Source passage =>
Now approaching a critical juncture, V. expresses frustration that he is not doing Sebastian's work justice. However, certain that he has done his best, V. speculates that Sebastian is somehow helping him. He informs us that P.G. Sheldon, a poet who was friends with Clare and Sebastian between 1927 and 1930, was kind enough to help him in his researches and gave him much of the information contained in the pages to come. Sheldon told the narrator that when Success was indeed a success, Clare was very happy. She desired Sebastian to dwell a bit in his fame, to soak up the attention, but Sebastian could think of nothing but his next project. (Through Sheldon we also learn that soon after V. had seen her on the street, Clare had suffered a miscarriage and then died herself.)

Problem details =>
Answer these questions from the passage on V. and Sebastian:
1. During which years was P.G. Sheldon friends with Clare and Sebastian?
2. What did Clare want Sebastian to do once Success was a success?
3. What happened to Clare soon after V. had seen her on the street?

Records provided =>

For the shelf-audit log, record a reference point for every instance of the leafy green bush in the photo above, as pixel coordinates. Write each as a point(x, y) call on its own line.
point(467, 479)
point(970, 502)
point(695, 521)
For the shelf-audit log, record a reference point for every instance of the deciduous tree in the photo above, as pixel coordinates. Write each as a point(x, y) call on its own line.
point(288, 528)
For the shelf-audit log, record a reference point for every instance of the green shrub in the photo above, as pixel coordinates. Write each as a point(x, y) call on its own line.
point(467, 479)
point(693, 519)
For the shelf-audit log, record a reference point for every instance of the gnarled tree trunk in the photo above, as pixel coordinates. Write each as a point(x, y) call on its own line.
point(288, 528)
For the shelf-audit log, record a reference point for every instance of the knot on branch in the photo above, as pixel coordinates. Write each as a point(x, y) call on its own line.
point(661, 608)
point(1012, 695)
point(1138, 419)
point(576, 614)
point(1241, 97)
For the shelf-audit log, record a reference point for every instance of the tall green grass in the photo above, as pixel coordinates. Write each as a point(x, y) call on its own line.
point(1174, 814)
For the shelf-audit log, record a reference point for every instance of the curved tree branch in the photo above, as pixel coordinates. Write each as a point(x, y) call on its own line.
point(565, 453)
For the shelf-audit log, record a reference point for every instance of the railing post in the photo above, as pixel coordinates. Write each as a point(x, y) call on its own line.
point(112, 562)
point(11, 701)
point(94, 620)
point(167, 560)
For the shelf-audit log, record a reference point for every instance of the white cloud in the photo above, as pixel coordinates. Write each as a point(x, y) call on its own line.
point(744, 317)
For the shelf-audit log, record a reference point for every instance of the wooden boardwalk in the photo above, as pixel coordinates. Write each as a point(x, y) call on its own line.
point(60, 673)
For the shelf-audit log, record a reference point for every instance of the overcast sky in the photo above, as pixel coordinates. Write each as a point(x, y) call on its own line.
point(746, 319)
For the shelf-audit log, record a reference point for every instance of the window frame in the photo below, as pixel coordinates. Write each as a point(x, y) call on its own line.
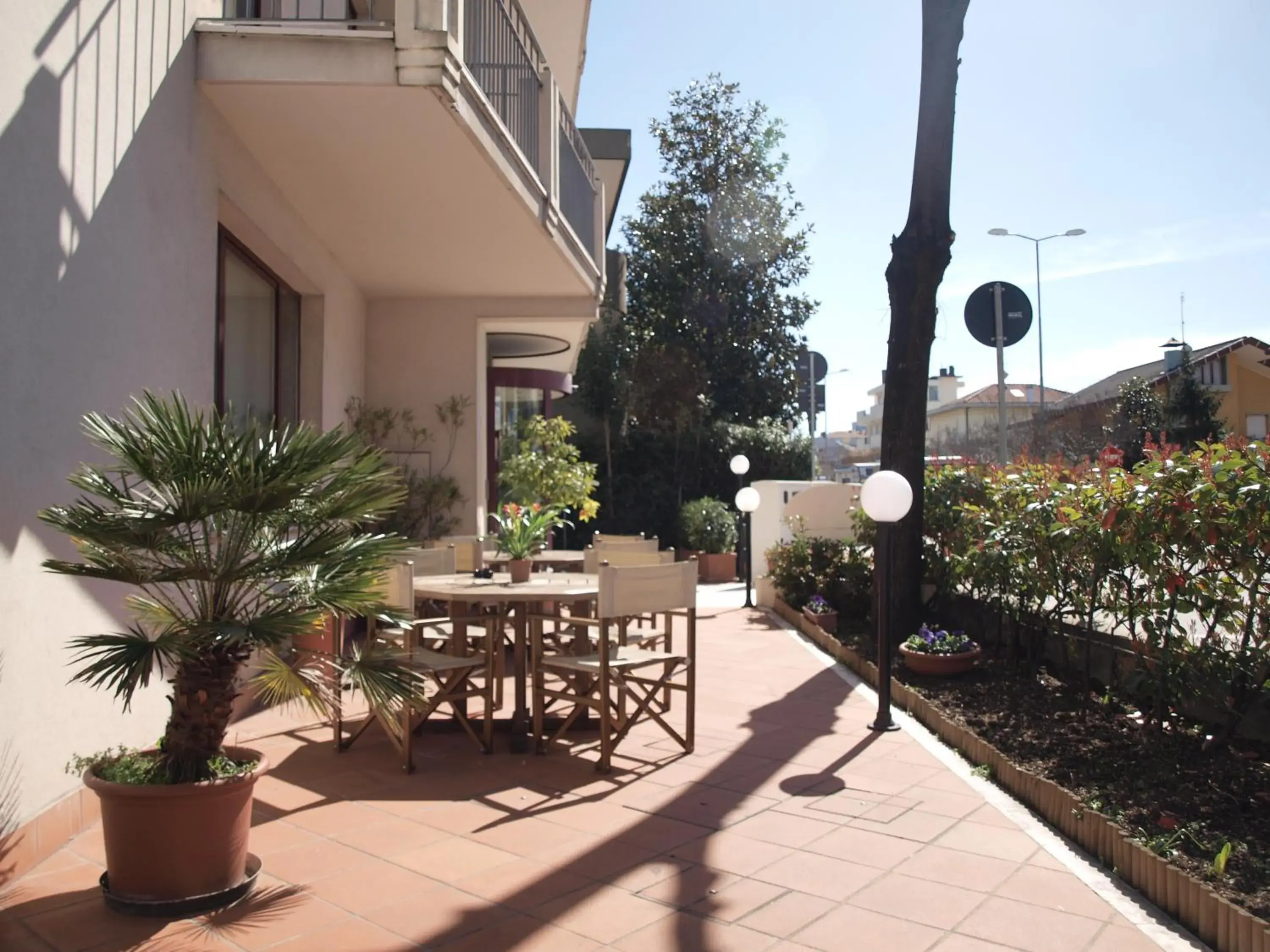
point(226, 243)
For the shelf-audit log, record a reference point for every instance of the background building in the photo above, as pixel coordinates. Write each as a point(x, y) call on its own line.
point(941, 389)
point(1237, 370)
point(953, 427)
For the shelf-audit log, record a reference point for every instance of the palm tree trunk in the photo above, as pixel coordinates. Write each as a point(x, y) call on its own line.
point(202, 700)
point(920, 257)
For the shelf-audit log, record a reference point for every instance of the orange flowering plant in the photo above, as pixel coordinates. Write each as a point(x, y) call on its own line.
point(524, 530)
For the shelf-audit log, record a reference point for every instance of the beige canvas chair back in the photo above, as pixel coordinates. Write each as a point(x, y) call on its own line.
point(599, 540)
point(644, 545)
point(397, 587)
point(641, 589)
point(469, 553)
point(592, 558)
point(435, 561)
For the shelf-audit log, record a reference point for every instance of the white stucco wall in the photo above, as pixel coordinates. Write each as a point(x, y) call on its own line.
point(422, 351)
point(108, 224)
point(334, 311)
point(116, 173)
point(418, 355)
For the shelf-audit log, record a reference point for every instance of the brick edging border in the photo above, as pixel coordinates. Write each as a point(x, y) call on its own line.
point(1215, 919)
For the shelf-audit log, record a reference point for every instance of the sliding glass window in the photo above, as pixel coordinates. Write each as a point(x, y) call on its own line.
point(257, 338)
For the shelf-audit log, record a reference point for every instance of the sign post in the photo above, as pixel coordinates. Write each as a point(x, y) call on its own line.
point(999, 315)
point(1002, 448)
point(812, 370)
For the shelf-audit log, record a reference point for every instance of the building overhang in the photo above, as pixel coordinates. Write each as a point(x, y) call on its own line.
point(418, 190)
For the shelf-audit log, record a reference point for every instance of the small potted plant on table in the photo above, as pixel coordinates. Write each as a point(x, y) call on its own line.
point(939, 653)
point(821, 612)
point(522, 534)
point(239, 539)
point(710, 531)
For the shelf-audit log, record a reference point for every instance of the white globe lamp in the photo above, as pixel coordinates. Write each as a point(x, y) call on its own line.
point(887, 497)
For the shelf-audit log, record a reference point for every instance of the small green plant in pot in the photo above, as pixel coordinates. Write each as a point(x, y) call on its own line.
point(522, 534)
point(822, 614)
point(709, 528)
point(237, 539)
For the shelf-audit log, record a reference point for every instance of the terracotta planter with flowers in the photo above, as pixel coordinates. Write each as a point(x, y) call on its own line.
point(936, 653)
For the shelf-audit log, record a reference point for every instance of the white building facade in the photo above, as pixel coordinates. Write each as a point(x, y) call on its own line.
point(285, 206)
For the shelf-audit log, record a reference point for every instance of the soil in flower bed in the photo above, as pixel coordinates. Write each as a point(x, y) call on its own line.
point(1174, 796)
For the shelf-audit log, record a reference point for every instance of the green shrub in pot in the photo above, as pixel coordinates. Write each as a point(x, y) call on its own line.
point(709, 526)
point(235, 537)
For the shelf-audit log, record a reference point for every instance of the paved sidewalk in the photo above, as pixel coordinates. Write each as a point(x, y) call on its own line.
point(792, 827)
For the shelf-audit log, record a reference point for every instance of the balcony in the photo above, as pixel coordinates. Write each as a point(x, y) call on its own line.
point(369, 111)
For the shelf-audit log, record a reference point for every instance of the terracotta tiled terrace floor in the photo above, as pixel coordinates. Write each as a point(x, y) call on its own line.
point(790, 828)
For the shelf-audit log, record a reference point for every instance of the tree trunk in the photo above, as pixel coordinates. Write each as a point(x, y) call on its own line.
point(920, 257)
point(202, 700)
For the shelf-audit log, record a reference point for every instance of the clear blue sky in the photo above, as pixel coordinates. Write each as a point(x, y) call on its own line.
point(1146, 122)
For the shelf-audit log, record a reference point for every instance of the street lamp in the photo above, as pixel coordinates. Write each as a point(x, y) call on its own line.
point(747, 502)
point(886, 499)
point(1041, 342)
point(740, 465)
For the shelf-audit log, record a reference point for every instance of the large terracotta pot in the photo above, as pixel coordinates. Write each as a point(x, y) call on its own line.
point(940, 666)
point(717, 568)
point(172, 842)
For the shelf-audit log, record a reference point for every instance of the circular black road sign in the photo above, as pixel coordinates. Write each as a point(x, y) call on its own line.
point(981, 315)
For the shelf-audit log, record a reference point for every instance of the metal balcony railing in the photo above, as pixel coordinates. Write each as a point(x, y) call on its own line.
point(506, 61)
point(303, 11)
point(577, 183)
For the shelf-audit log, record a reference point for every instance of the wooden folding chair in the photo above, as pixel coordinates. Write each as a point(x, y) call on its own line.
point(444, 561)
point(644, 545)
point(469, 551)
point(463, 672)
point(616, 681)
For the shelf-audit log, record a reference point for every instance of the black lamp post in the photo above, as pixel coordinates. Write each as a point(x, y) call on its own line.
point(747, 502)
point(740, 465)
point(886, 499)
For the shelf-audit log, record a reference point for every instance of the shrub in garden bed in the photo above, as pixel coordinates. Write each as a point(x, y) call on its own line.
point(1174, 556)
point(841, 573)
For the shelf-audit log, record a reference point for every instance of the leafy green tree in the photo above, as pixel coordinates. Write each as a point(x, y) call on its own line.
point(548, 469)
point(715, 250)
point(604, 382)
point(1137, 419)
point(1193, 413)
point(431, 499)
point(237, 537)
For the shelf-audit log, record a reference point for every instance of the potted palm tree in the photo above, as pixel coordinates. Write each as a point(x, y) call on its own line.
point(237, 539)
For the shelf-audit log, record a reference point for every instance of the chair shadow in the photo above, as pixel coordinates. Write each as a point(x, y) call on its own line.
point(801, 716)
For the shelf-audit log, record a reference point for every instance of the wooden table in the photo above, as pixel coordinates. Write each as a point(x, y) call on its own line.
point(560, 559)
point(524, 598)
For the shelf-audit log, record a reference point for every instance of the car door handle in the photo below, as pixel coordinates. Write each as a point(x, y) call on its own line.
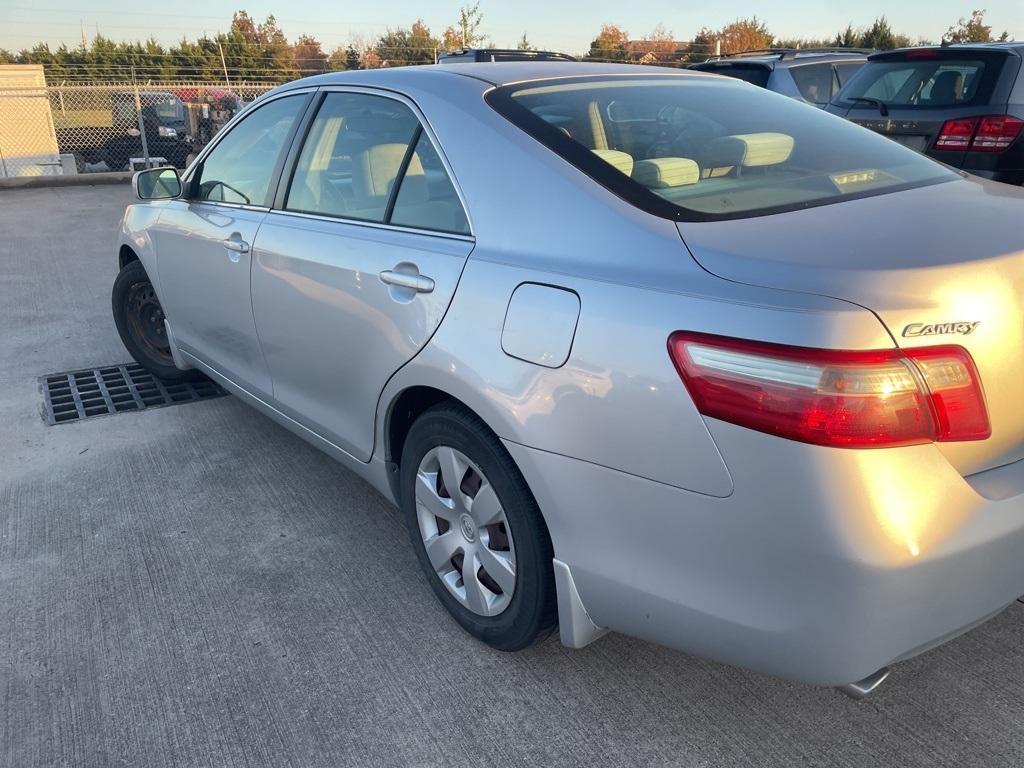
point(419, 283)
point(233, 244)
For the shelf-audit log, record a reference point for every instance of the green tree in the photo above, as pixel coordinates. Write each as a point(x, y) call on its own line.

Completed exercise =>
1. Between 1927 and 1930.
2. She wanted him to dwell a bit in his fame and soak up the attention.
3. She suffered a miscarriage and then died herself.